Please change "single point" to "single dot" in every one of the items below, and leave all other text as it is.

■ **Pointing items**
==============================
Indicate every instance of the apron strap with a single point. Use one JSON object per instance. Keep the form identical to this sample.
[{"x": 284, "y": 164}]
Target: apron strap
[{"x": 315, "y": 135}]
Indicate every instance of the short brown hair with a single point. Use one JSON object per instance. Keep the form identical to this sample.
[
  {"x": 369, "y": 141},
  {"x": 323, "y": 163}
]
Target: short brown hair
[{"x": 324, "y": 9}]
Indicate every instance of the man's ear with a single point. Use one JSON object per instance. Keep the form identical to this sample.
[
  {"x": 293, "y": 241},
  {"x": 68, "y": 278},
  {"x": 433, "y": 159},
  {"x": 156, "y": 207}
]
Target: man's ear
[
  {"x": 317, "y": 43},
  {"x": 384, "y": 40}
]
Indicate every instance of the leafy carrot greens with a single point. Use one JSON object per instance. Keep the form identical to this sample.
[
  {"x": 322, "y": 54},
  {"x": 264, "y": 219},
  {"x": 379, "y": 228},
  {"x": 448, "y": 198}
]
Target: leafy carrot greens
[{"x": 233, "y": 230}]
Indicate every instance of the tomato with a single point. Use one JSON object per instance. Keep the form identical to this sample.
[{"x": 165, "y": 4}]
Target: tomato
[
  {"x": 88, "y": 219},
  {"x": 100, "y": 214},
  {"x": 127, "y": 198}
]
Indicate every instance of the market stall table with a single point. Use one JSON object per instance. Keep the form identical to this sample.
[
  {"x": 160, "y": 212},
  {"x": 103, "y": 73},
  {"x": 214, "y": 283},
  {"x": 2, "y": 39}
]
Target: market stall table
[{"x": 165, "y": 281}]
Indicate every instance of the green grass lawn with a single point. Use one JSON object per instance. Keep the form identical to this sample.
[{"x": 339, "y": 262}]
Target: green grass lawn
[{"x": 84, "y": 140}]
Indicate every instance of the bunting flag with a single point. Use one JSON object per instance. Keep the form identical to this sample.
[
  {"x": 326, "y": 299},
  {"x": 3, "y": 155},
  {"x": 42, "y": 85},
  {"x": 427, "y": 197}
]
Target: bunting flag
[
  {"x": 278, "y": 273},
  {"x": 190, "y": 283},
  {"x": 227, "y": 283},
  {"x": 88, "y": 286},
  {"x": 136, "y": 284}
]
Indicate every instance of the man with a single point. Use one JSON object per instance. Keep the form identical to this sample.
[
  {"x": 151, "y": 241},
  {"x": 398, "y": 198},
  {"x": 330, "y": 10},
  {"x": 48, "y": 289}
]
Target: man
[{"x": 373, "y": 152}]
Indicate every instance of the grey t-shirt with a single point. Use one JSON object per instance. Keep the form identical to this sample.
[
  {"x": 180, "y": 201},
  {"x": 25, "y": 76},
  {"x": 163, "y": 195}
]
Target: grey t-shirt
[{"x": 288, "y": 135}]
==============================
■ **Result**
Indicate every instance of the apron strap with a single dot. Use one JSON object per instance. Keep the form identical to this sample.
[{"x": 284, "y": 164}]
Target: apron strap
[{"x": 315, "y": 135}]
Indicate every instance of the short brown hair with a single dot. Use one JSON object per instance. Keep the form identical to this sample.
[
  {"x": 369, "y": 141},
  {"x": 323, "y": 163}
]
Target: short brown hair
[{"x": 324, "y": 9}]
Indicate every instance of the man's ear with a single dot. Use one JSON object per instance. Keep the form identical to this sample.
[
  {"x": 293, "y": 241},
  {"x": 68, "y": 278},
  {"x": 433, "y": 159},
  {"x": 156, "y": 207}
]
Target: man's ear
[
  {"x": 317, "y": 43},
  {"x": 384, "y": 40}
]
Indicate every instance of the leafy carrot greens with a single dot. Use one JSON object per instance. Keep the form identical to this sample.
[
  {"x": 322, "y": 54},
  {"x": 264, "y": 219},
  {"x": 379, "y": 228},
  {"x": 448, "y": 198}
]
Target: leafy carrot greens
[{"x": 233, "y": 230}]
Indicate every instance of the tomato with a single dot. Use one JSON object per instance. Keep the form identical to this sample.
[{"x": 165, "y": 4}]
Target: tomato
[
  {"x": 88, "y": 219},
  {"x": 100, "y": 214},
  {"x": 127, "y": 198}
]
Indicate every instance of the market stall table with a single dot. Use one JSON object per instance. Keep the form identical to this sample.
[
  {"x": 160, "y": 212},
  {"x": 103, "y": 73},
  {"x": 214, "y": 283},
  {"x": 2, "y": 39}
]
Target: market stall table
[{"x": 165, "y": 281}]
Indicate every instance of the green grass lawn with a single dot. Use one JSON object per instance. Keep the form identical to this sample.
[{"x": 339, "y": 262}]
Target: green grass lawn
[{"x": 84, "y": 140}]
Indicate every instance of the bunting flag with a single dot. Use one JSON object per instance. Keep the form identical to this sample.
[
  {"x": 326, "y": 299},
  {"x": 3, "y": 155},
  {"x": 42, "y": 85},
  {"x": 427, "y": 197}
]
Target: bunting flag
[
  {"x": 278, "y": 273},
  {"x": 190, "y": 283},
  {"x": 227, "y": 283},
  {"x": 88, "y": 286},
  {"x": 136, "y": 284}
]
Indicate every instance of the man with a single dot. Use one JSON object per instance. Keep the form identical to this sample.
[
  {"x": 151, "y": 241},
  {"x": 398, "y": 198},
  {"x": 330, "y": 10},
  {"x": 48, "y": 289}
]
Target: man
[{"x": 373, "y": 152}]
Indicate every instance of the grey t-shirt with a single dot. Use one JSON object per instance. Keep the form identical to this sample.
[
  {"x": 180, "y": 201},
  {"x": 25, "y": 76},
  {"x": 163, "y": 195}
]
Target: grey t-shirt
[{"x": 288, "y": 135}]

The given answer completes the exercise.